Exercise directions | In every entry below, substitute "each on its own line" for "one line per instance" and leave everything else unchanged.

Given records |
--- start ---

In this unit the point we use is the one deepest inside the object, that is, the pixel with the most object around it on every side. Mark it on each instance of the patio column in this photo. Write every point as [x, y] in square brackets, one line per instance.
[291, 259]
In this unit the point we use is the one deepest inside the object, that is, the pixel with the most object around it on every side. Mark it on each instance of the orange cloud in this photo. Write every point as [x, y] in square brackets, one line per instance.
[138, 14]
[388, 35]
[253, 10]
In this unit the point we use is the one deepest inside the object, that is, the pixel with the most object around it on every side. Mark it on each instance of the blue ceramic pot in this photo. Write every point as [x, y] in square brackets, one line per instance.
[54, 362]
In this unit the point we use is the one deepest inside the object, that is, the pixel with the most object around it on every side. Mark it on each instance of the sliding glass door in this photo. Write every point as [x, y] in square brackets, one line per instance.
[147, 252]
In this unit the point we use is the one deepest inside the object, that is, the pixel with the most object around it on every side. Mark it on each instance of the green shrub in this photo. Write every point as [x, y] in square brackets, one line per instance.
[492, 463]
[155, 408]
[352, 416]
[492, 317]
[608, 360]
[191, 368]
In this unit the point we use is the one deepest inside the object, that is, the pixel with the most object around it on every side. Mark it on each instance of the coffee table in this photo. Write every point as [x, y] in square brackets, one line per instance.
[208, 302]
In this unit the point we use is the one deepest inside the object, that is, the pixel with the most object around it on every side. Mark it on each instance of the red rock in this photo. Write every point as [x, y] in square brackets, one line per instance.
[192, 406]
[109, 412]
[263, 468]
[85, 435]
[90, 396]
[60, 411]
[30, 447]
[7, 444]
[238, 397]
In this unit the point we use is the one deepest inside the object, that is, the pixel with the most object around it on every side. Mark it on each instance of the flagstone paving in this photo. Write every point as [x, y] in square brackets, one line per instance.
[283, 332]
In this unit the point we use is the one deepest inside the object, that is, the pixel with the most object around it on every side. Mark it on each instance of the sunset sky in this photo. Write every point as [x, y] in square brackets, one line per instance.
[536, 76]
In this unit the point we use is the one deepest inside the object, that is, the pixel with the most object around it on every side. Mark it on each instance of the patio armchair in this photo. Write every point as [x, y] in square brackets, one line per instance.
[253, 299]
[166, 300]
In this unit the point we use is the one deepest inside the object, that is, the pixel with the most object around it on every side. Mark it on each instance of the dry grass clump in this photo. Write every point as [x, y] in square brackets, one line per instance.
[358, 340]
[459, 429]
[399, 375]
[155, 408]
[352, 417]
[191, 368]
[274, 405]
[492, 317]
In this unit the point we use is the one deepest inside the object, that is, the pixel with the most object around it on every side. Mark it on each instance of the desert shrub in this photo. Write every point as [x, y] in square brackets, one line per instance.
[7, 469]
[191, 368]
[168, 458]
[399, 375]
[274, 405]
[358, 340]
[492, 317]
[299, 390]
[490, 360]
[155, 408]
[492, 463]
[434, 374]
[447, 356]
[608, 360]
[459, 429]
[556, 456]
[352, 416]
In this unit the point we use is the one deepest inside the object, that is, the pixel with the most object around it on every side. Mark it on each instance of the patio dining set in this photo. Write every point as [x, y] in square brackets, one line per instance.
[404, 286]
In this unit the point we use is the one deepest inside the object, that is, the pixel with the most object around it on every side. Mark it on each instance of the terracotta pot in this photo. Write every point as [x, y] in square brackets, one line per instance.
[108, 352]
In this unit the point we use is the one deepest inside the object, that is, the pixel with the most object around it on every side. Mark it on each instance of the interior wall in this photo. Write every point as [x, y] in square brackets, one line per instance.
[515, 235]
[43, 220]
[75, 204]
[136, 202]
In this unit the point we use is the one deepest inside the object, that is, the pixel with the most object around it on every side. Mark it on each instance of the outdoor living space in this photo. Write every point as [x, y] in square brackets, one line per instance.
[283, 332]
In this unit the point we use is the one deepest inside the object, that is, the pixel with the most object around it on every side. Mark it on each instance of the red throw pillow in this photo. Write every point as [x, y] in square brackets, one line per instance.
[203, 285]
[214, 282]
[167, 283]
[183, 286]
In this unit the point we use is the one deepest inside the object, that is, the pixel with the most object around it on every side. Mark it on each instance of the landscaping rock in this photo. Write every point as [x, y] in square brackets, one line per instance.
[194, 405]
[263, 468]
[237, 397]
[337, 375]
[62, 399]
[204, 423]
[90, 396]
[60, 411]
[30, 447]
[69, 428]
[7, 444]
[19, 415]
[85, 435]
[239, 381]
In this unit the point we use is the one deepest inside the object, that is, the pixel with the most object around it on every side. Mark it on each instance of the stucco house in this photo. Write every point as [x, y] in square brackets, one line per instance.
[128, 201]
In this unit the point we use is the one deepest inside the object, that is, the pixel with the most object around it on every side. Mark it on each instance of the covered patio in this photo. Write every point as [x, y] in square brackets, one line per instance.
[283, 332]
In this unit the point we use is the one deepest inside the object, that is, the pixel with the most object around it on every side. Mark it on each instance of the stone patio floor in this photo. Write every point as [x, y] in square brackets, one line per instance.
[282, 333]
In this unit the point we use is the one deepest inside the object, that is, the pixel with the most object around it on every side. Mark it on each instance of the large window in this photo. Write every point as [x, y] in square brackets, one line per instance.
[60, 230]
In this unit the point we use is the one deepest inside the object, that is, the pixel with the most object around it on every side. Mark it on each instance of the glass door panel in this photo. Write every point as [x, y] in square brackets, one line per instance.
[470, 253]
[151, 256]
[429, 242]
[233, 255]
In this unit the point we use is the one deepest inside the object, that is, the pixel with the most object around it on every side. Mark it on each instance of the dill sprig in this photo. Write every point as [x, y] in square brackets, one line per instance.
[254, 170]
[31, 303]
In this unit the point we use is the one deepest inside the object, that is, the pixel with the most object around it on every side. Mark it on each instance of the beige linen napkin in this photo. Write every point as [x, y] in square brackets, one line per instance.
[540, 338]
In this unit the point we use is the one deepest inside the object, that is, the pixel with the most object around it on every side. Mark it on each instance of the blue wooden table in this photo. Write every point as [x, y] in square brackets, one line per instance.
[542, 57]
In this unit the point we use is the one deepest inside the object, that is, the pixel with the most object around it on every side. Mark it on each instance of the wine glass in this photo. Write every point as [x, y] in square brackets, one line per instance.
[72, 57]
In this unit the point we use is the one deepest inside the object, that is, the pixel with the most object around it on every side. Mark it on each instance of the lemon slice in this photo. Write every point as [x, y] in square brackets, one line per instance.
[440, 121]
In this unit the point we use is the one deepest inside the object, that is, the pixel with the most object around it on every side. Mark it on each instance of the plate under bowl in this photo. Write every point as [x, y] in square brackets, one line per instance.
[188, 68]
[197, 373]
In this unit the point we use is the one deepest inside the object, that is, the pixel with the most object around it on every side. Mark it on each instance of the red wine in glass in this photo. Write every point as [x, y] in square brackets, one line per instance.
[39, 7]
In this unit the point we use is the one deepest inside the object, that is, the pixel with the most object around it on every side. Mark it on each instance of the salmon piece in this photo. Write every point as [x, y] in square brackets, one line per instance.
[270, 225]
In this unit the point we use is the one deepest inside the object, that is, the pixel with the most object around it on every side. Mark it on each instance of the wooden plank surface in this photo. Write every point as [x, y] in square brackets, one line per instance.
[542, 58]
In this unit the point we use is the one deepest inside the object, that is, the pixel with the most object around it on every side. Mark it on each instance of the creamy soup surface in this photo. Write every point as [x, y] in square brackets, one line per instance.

--- end ---

Completed exercise |
In this unit the point we use is the one deepest inside the object, that is, the pixel with the most object around it on every side. Mark it on each instance of the patio column in this photo. Write every point as [x, y] in square brackets, each on its own line.
[291, 259]
In this unit the point we use is the one deepest inside the object, that is, the pixel with the most object around it on every side. Mark it on each instance of the orange cloud in this photo. Write every point as [x, y] in square brackets, each on its own line.
[138, 14]
[388, 35]
[253, 10]
In this unit the point we use is the one deepest inside the object, that is, the pixel with the most object around it on every side. Mark it on each instance of the blue ceramic pot in this photo. Write every point as [x, y] in square brackets, each on its own line.
[54, 362]
In this unit the point we use is the one deepest inside the object, that is, the pixel with the most object around it on every side. Mark it on each instance of the sliding glass door in this photo. Write every point as [x, y] in square brackets, each on its own line.
[147, 252]
In this unit the point we use is the one deepest inside the object, that is, the pixel with the most object around it on every side. Mark it on each instance of the green shrub in this photo. Write every point as [x, y] in square brackets, each on its own line.
[492, 463]
[155, 408]
[352, 416]
[492, 317]
[608, 360]
[191, 368]
In this unit the point we use is the one deepest inside the object, that is, the pixel with the most object around it on every side. Mark it on each instance of the coffee table in this photo. Write every point as [x, y] in square brackets, each on its own line.
[208, 302]
In this unit the point we use is the one deepest inside the object, that is, the pixel with the most object around it on every side. Mark it on each instance of the red rock in this photo. Write every point as [x, y] in square brackets, each on its own line.
[192, 406]
[109, 412]
[263, 468]
[85, 435]
[90, 396]
[60, 411]
[30, 447]
[7, 444]
[238, 397]
In this unit the point we use is the one deepest inside the object, that is, the pixel with the most object around it on every side. Mark it on each instance of the flagstone paving in this photo. Write every point as [x, y] in square brackets, each on its own line.
[283, 332]
In this unit the point we use is the one deepest inside the object, that is, the pixel with the most object around it on every side. Mark it on each instance of the sunset sky in this photo. Write every point as [x, y] in square brackets, each on its own line.
[536, 76]
In this unit the point we use is the one deepest inside the object, that is, the pixel with the most object around it on every side. Mark it on each instance of the patio armchair in this photo. Write every point as [x, y] in square brackets, each on its own line.
[253, 299]
[166, 300]
In this unit the point we use is the one deepest inside the object, that is, the pixel with the most object around it on every side. Mark it on each instance of the dry grass clump in this photo. Write every point as [x, y] in square brackets, each on its own line.
[358, 340]
[459, 429]
[399, 375]
[155, 408]
[352, 417]
[191, 368]
[274, 405]
[492, 317]
In this unit the point we use is the one deepest inside the object, that is, the pixel with the most object around it on every side. Mark it on each instance of the desert shrub in this photo. Write every point as [x, y] in square brackets, each on its own line.
[7, 469]
[191, 368]
[168, 458]
[399, 375]
[274, 405]
[358, 340]
[492, 317]
[299, 390]
[490, 360]
[155, 408]
[492, 463]
[434, 374]
[447, 356]
[608, 360]
[459, 429]
[556, 456]
[352, 416]
In this unit the point we use is the one deepest inside the object, that is, the pixel with the most object around it on every side. Mark it on each instance of the patio dining set in this photo. Write every point as [x, y] in square brackets, each on its own line.
[404, 286]
In this unit the point we use is the one deepest inside the object, that is, the pixel with the most object around it on every side. Mark it on each instance of the terracotta pot in this photo. Write every point as [x, y] in square brackets, each on its own line.
[108, 352]
In this unit the point we use is the one deepest inside the object, that is, the pixel with the most object around it on every side. Mark it on each instance of the interior wall in this photo. Write every point as [x, y] in square brackets, each on its own line.
[515, 235]
[43, 220]
[75, 204]
[136, 202]
In this unit the point we use is the one deepest inside the object, that is, the pixel with the most object around it on every side. Mark it on each instance of the outdoor living space in this photo. Write every point as [x, y] in square brackets, each on its own line.
[283, 332]
In this unit the point we use is the one deepest inside the object, that is, the pixel with the most object around it on every side. Mark it on each instance of the red throw pillow in this photo. Write every point as [x, y] in square brackets, each on its own line.
[203, 285]
[214, 282]
[167, 283]
[183, 286]
In this unit the point we use is the one deepest inside the object, that is, the pixel with the most object around it on every side. Mark it on each instance of the landscaping rock in this photo. Write every point as [x, y] in square brackets, each on its own line.
[194, 405]
[263, 468]
[237, 397]
[337, 375]
[62, 399]
[204, 423]
[90, 396]
[60, 411]
[30, 447]
[69, 428]
[7, 444]
[19, 415]
[85, 435]
[239, 381]
In this unit the point we use is the one deepest inside the object, that is, the pixel with the most object around it on every side. Mark it on each instance of the stucco house in this photo. Write every point as [x, y] in square brackets, each on its own line.
[128, 201]
In this unit the point we use is the one deepest inside the object, that is, the pixel with the most object around it on every side. Mark it on each instance of the covered patio in this photo. Write every point as [x, y] in square brackets, each on its own line.
[283, 332]
In this unit the point we use is the one deepest inside the object, that is, the pixel with the most object around it on every side. Mark it on each instance of the stone patio floor in this photo. Write every point as [x, y] in square brackets, each on its own line.
[282, 333]
In this unit the point we use is the one deepest inside the object, that is, the pixel with the most object around it on every side. Mark it on each instance of the large window in this photo. Write every point as [x, y] in square brackets, each on its own line.
[60, 230]
In this unit the point we use is the one deepest inside the object, that is, the pixel with the most object around it on every side. Mark it on each instance of the glass door panel in this photo. Write every point as [x, y] in square brackets, each on its own line.
[470, 253]
[151, 256]
[429, 242]
[233, 255]
In this unit the point we use is the one deepest inside the object, that is, the pixel with the most object around it on every side. Mark it on each instance of the dill sprig in this photo. Write every point as [x, y] in square brackets, each on its own line.
[254, 170]
[31, 303]
In this unit the point we use is the one deepest inside the object, that is, the pixel with the most object around it on every side. Mark it on each instance of the beige linen napkin in this photo. Write every point as [x, y] in square brackets, each on its own line.
[540, 338]
In this unit the point we use is the one deepest inside the object, that is, the pixel with the most object around it on every side. Mark it on each instance of the blue wooden table in this photo. Write every point as [x, y] in square brackets, each on its own line.
[542, 57]
In this unit the point we use is the one deepest inside the object, that is, the pixel with the most object around it on every side. Mark it on each instance of the wine glass in this photo. Write every point as [x, y] in square brackets, each on its own line.
[72, 57]
In this unit the point we use is the one deepest inside the object, that is, the pixel with the most object around it on every side. Mark it on each instance of the lemon slice in this photo. Write every point as [x, y] in square brackets, each on its own line.
[440, 121]
In this unit the point we use is the one deepest inside the object, that is, the pixel with the most object around it on every side. Mark it on each instance of the plate under bowl in this photo. Write every point as [x, y] in square brackets, each on its own line.
[188, 68]
[197, 373]
In this unit the point we use is the one deepest inside the object, that is, the pixel with the most object around it on every side. Mark it on each instance of the red wine in glass in this photo. Write every point as [x, y] in square brackets, each on its own line.
[39, 7]
In this unit the point we use is the one deepest inside the object, that is, the pixel with the most object around it on every side. Mark it on each instance of the salmon piece in this photo. Write every point as [x, y] in square brackets, each on its own line.
[270, 225]
In this unit the point we use is the one deepest inside the object, that is, the pixel with the most object around it on every side. Mark it on each instance of the wooden plank surface in this photo. Write every point as [x, y] in square brackets, each on its own line.
[542, 58]
In this unit the point we use is the one deepest inside the object, that is, the pixel with the most object around it on every side. Mark it on each instance of the creamy soup surface in this photo. Write every point as [x, y] in square brackets, each on its own line.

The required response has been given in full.